WRITTEN PROBLEM: Transcribe everything in the dinghy-sailing history from "The dinghies of" down to "and Brisbane did.", keeping every word and mark unchanged.

SELECTED TEXT:
● ● ● ●

The dinghies of the southern and western states followed a different design path to those of the east coast. In the states of Victoria, South Australia, Tasmania and Western Australia the winds are often stronger, the water normally colder. South Australia and Victoria also suffer from the handicap of having their capital cities located on wide open expanses of rough water, where sheltered sailing waters and even sheltered launching spots were rare.
Perhaps because of the conditions, in the early days of dinghy sailing the fleets in the southern and western states were smaller than those to the north and east. Perhaps it was the need to maintain critical mass in such small and isolated communities that lead so many of the sailors of these states to stay loyally attached to 14 Footers, instead of scattering into a bewildering array like Sydney and Brisbane did.
In the West
Western Australia is an interesting place to start the story. Organised dinghy sailing in the west started early. The flat waters and the famous Fremantle Doctor seabreeze of the Swan River in the state capital of Perth offer superb sailing conditions, so it was no surprise to see occasional racing amongst miscellaneous dinghies and sailing canoes as early as the 1870s, when the population of the fledgling town perched between the ocean and the desert was less than 10,000. By 1898, when the population of Perth spiked due to a short-lived goldrush, an organised racing association had been formed. Since Perth has comparatively warm and steady winds and flat water, it’s not surprising that they adopted similar designs to those that had been developed in the similar conditions of Brisbane and Sydney. The main classes were of 14, 16 and 18 Footers with unlimited rigs but crews “limited” to six, eight and ten respectively . In the same year, Perth sailors started importing 14 Foot Dinghies from NSW.  The early boats of the Perth Dinghy Club, formed in October 1903 as the first specialist small-boat organisation, look as if they could have come straight from the waters of Sydney or Brisbane. 
West Australian sailing also had Rater influence, with a fleet that included some Swallow scows built from plans in The Rudder magazine. There was also an early (1898) attempt to form a class of 12 footers with one-design hulls and limited crew but unlimited rigs, “so cheap as to be within the reach of all” had been attempted.  It was almost certainly the first one design class in the country, but in a symbol of the times the one design concept seems to have been killed at birth by those who favoured development classes.

● ● ● ●

DATA:
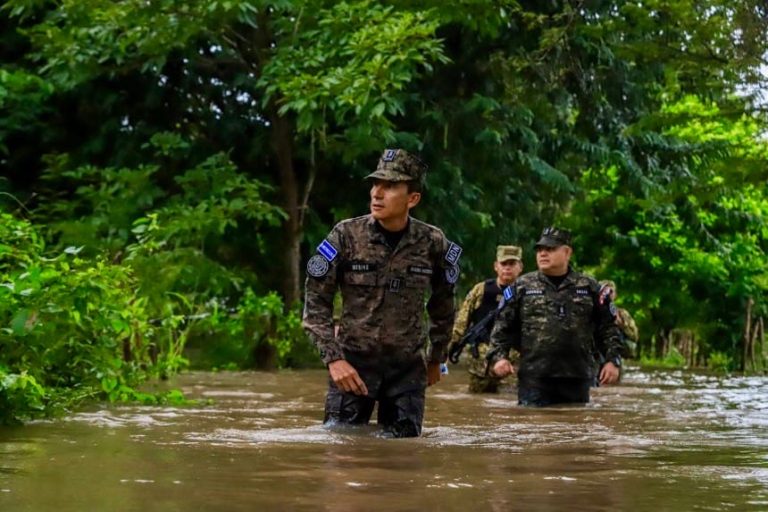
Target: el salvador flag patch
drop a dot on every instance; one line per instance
(328, 251)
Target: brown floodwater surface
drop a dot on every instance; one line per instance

● ● ● ●

ANSWER FOR THIS EXERCISE:
The dinghies of the southern and western states followed a different design path to those of the east coast. In the states of Victoria, South Australia, Tasmania and Western Australia the winds are often stronger, the water normally colder. South Australia and Victoria also suffer from the handicap of having their capital cities located on wide open expanses of rough water, where sheltered sailing waters and even sheltered launching spots were rare.
Perhaps because of the conditions, in the early days of dinghy sailing the fleets in the southern and western states were smaller than those to the north and east. Perhaps it was the need to maintain critical mass in such small and isolated communities that lead so many of the sailors of these states to stay loyally attached to 14 Footers, instead of scattering into a bewildering array like Sydney and Brisbane did.